* _ROWS_:
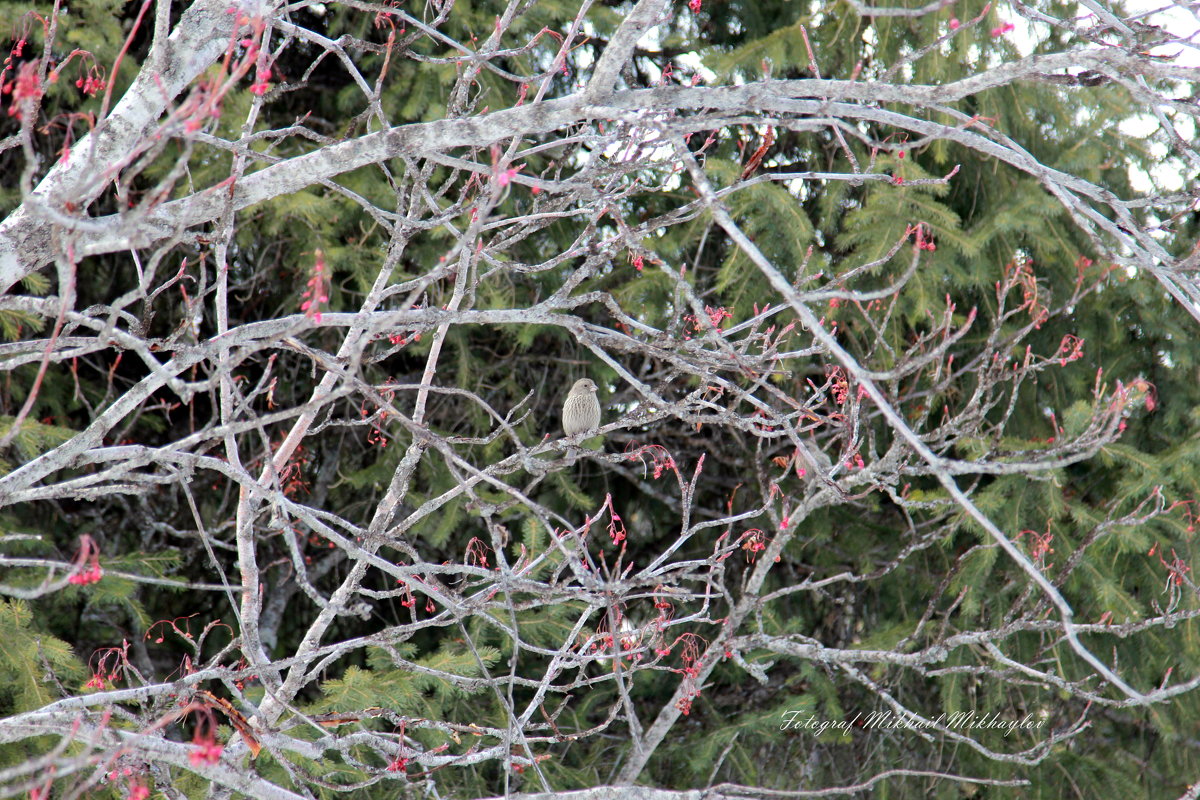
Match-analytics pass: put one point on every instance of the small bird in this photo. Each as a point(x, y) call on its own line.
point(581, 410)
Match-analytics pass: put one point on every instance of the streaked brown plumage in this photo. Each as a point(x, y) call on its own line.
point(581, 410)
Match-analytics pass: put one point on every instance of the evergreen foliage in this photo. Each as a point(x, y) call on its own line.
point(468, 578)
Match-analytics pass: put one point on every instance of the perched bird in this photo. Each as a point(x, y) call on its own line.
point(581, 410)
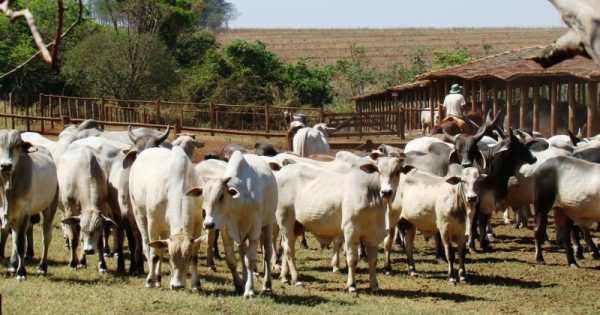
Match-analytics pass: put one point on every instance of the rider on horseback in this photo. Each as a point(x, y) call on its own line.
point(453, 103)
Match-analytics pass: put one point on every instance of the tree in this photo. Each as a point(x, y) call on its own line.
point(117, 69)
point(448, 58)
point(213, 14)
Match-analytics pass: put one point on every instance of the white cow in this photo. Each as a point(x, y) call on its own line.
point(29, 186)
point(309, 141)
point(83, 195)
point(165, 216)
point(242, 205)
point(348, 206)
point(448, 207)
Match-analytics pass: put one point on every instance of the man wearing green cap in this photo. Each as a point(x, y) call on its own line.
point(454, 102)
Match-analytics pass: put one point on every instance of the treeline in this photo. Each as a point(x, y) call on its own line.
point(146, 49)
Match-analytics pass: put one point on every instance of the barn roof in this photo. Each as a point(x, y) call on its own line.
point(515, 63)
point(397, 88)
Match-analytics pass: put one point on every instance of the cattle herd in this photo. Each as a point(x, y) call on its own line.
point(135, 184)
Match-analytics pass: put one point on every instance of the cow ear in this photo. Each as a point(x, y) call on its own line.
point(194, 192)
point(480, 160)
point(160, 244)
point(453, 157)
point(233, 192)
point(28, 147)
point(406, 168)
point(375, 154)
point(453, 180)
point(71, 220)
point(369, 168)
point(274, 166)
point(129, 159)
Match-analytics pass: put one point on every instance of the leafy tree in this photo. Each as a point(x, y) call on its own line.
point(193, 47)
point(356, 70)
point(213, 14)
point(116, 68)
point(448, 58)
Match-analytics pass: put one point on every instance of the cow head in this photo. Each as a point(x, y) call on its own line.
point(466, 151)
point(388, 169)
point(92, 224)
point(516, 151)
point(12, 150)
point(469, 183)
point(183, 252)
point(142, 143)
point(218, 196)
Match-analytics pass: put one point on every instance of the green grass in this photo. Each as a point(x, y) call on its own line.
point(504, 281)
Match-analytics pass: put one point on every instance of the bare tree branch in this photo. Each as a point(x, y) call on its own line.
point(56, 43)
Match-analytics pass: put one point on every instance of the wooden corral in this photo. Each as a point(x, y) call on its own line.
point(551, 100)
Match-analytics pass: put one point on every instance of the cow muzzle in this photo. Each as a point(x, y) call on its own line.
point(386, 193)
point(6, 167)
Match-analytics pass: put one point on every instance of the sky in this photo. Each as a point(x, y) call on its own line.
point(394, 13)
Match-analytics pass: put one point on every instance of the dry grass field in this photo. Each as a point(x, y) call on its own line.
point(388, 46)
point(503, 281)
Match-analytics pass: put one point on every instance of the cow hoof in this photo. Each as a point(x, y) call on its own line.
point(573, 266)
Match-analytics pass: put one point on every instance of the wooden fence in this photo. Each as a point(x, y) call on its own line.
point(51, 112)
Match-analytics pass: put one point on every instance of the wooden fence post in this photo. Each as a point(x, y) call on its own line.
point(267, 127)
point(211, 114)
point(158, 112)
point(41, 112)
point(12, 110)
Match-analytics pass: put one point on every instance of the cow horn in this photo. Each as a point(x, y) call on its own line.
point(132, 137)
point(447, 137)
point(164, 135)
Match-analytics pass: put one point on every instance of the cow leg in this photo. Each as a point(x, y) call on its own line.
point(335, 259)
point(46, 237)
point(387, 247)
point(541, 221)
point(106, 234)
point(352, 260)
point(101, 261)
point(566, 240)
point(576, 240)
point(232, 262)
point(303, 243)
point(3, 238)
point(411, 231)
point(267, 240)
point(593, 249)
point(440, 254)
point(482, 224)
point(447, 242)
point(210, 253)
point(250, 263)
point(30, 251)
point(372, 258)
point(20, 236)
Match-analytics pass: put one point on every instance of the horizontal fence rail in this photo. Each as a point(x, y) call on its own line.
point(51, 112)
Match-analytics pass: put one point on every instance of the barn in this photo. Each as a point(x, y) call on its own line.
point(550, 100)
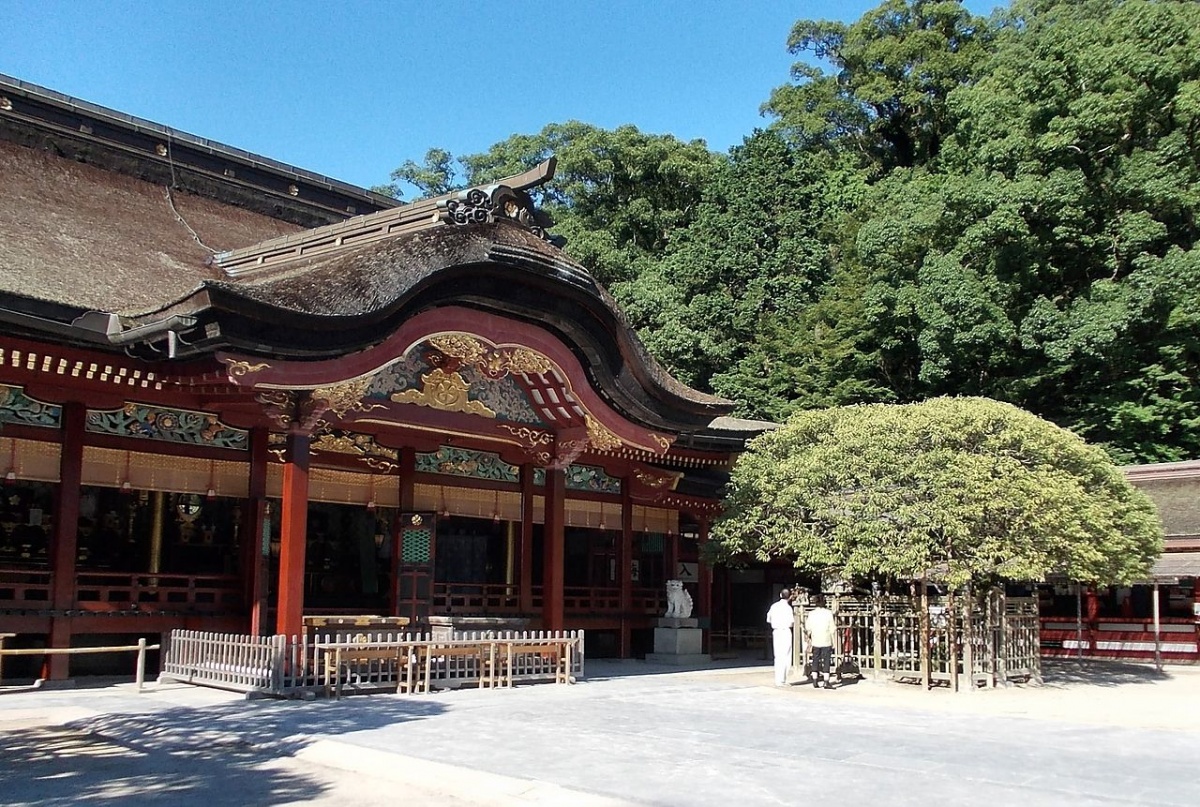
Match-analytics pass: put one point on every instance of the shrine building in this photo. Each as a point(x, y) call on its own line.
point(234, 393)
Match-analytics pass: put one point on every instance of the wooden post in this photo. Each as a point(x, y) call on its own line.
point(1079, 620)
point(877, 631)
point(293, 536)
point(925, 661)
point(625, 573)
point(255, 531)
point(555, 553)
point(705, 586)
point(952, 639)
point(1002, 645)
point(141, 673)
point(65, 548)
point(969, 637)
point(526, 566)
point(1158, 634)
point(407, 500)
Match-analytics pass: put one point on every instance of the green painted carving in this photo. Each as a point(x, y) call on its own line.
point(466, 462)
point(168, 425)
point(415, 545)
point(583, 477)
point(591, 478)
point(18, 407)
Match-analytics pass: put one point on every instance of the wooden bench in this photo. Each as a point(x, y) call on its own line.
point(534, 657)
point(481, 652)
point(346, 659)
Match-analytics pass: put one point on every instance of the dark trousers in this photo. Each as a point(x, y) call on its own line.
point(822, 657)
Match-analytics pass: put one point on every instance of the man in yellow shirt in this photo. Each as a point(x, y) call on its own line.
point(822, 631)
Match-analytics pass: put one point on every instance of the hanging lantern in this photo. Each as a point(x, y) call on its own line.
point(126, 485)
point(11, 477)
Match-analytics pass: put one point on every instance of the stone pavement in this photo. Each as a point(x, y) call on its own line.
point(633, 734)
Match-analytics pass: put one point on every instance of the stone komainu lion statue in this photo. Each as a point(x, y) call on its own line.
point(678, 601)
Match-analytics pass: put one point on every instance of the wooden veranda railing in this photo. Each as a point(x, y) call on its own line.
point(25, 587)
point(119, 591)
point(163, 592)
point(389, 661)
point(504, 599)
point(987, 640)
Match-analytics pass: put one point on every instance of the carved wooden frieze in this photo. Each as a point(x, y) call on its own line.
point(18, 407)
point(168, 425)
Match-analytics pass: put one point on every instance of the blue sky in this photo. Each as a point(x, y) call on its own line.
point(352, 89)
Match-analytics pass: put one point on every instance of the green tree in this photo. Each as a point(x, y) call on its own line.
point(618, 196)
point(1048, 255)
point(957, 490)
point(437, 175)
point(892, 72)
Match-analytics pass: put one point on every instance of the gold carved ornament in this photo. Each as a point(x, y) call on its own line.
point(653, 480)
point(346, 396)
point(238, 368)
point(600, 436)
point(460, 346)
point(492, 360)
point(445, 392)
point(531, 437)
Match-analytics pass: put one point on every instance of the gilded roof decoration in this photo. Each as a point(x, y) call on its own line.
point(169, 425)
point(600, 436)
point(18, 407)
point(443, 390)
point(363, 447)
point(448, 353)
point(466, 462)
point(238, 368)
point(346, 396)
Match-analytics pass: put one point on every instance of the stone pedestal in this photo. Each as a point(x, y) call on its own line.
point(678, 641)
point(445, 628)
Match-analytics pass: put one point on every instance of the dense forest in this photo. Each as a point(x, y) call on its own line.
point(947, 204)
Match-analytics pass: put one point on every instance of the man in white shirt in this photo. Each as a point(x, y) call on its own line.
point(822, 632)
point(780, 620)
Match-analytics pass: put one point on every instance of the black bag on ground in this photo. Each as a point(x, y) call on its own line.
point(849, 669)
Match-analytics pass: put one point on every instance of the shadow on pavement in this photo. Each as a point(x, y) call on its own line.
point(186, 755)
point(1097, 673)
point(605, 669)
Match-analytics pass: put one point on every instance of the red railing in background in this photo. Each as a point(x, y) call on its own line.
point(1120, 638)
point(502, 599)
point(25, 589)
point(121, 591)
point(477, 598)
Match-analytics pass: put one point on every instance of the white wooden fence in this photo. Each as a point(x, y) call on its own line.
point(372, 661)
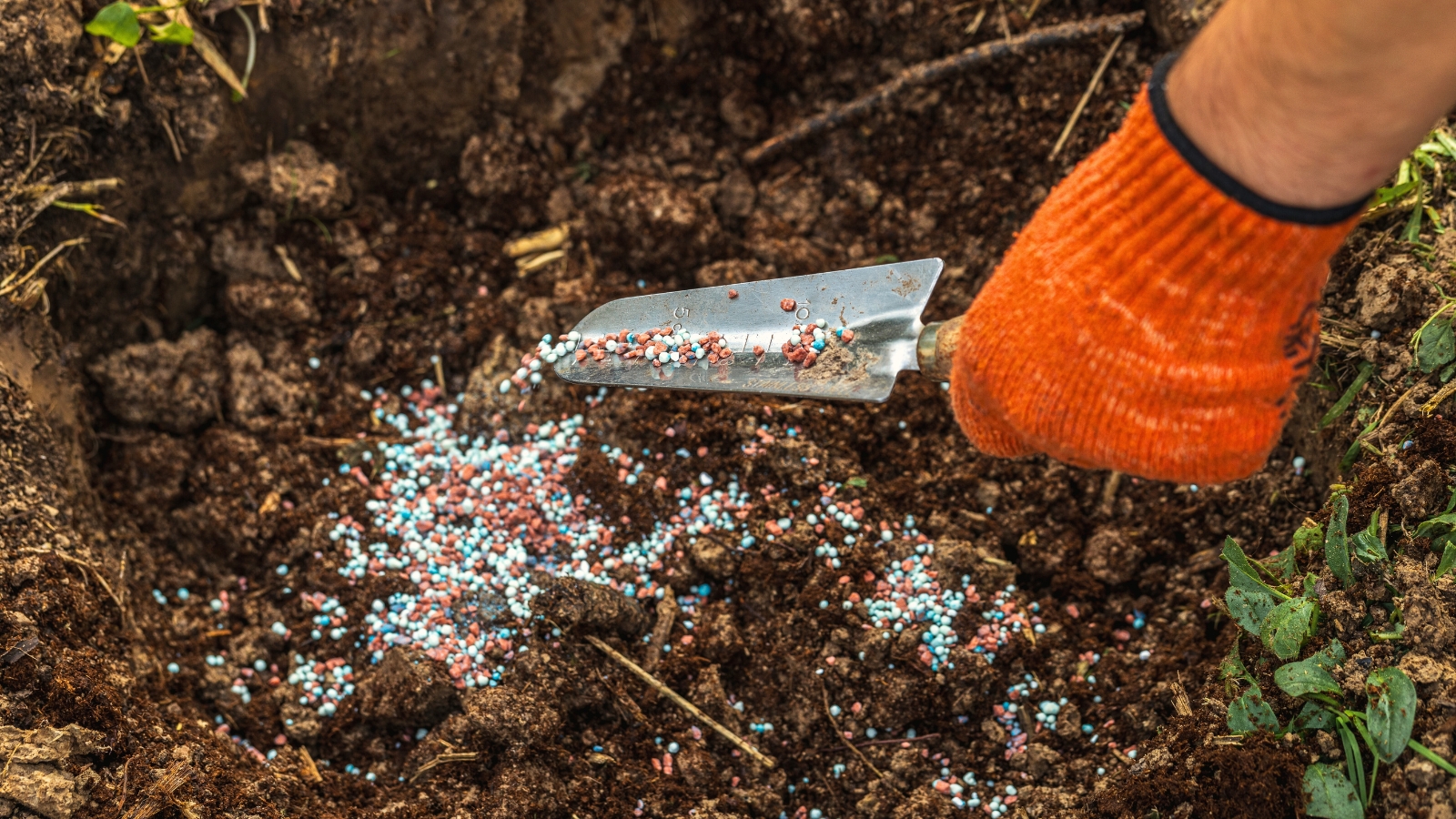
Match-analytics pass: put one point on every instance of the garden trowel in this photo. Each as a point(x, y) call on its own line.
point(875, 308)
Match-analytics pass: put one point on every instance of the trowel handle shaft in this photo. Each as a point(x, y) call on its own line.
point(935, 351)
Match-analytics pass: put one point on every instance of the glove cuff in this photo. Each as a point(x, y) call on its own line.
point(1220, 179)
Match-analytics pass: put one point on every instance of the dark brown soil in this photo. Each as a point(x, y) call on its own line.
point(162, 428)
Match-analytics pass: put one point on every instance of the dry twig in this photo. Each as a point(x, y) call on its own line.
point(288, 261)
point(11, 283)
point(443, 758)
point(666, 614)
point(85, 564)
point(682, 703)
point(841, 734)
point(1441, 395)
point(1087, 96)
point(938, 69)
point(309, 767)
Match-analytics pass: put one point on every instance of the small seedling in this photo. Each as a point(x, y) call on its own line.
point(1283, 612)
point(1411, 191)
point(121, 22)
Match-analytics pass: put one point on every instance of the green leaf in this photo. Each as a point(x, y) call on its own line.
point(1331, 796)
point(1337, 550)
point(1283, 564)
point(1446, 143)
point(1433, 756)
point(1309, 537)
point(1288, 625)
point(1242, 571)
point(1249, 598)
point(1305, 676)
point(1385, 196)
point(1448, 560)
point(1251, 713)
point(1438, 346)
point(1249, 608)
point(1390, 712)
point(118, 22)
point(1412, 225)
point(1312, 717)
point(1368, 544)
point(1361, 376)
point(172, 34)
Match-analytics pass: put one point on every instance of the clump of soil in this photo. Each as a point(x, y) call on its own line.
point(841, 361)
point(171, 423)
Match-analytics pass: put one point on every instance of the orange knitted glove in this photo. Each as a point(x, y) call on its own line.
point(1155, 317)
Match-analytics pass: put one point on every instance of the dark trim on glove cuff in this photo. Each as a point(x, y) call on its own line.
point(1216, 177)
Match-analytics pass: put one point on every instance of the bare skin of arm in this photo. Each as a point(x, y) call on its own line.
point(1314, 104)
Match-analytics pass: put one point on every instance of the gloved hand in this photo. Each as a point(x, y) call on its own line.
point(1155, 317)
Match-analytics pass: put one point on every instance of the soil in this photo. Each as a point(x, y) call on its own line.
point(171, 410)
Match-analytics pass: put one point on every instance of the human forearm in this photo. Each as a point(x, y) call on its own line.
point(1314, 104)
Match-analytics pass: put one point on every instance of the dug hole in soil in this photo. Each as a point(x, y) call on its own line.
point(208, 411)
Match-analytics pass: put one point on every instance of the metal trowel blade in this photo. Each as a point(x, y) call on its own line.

* _TASK REQUIREMENTS_: Give every line from the one containing "the stone komainu" through the one containing "point(531, 437)", both included, as a numbered list with any blank lines left out.

* _FINAL RESULT_:
1. Match-analytics pass: put one point on every instance of the stone komainu lion statue in this photo. Each as a point(x, y) call on its own line.
2. point(678, 601)
3. Match-analytics pass: put one point on every instance of the wooden veranda railing in this photo. Each as a point(x, y) call on its own line.
4. point(25, 587)
5. point(119, 591)
6. point(163, 592)
7. point(389, 661)
8. point(504, 599)
9. point(987, 640)
10. Match-analytics pass: put one point on every instance of the carved wooden frieze in this photo. Each as a point(x, y) call on its own line.
11. point(18, 407)
12. point(168, 425)
13. Match-analytics pass: put one point on every instance of the blue sky in this photo. Each as a point(x, y) call on its own line.
14. point(352, 89)
15. Match-analytics pass: put one point on every instance of the green tree in this photo. Each as a point(x, y) call on its own line.
16. point(618, 196)
17. point(1048, 255)
18. point(957, 490)
19. point(437, 175)
20. point(892, 72)
21. Match-analytics pass: put one point on every instance of the gold carved ornament in this photo. Each as a point(x, y) call on its own line.
22. point(653, 480)
23. point(346, 396)
24. point(238, 368)
25. point(600, 436)
26. point(460, 346)
27. point(492, 360)
28. point(445, 392)
29. point(531, 437)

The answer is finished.